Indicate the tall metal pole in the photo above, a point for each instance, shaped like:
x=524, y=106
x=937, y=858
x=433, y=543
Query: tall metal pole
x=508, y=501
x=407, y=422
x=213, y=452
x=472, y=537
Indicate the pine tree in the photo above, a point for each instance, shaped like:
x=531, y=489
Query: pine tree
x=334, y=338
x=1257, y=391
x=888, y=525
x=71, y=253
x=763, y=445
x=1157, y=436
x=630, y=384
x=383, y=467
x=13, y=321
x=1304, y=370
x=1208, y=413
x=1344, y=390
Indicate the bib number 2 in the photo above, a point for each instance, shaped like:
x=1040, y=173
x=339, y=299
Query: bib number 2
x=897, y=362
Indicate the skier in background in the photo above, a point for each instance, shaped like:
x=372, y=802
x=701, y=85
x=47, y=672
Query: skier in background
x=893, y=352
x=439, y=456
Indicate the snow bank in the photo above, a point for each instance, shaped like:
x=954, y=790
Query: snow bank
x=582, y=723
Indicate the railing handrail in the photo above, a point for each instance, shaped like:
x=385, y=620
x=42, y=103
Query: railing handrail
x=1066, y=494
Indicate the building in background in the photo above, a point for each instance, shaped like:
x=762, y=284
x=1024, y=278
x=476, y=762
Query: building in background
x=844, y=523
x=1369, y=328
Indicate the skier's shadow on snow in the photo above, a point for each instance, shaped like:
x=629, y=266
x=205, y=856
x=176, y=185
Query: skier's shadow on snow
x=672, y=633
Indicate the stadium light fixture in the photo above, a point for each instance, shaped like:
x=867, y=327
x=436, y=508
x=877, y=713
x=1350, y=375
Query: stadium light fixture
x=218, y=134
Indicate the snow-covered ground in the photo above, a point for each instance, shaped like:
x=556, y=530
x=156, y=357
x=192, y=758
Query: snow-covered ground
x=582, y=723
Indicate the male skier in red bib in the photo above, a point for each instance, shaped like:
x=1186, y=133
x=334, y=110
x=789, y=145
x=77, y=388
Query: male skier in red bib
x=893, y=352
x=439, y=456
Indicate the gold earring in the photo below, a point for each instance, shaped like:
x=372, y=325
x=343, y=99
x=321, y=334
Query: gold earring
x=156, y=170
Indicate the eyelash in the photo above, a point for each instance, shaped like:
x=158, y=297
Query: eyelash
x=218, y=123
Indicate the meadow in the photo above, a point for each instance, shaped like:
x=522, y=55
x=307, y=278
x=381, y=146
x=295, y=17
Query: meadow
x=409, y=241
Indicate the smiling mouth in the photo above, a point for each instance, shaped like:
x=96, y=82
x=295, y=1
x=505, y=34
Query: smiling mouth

**The task:** Say how many lines of the material hold the string "smiling". Nothing else should be written.

**Response to this task:** 2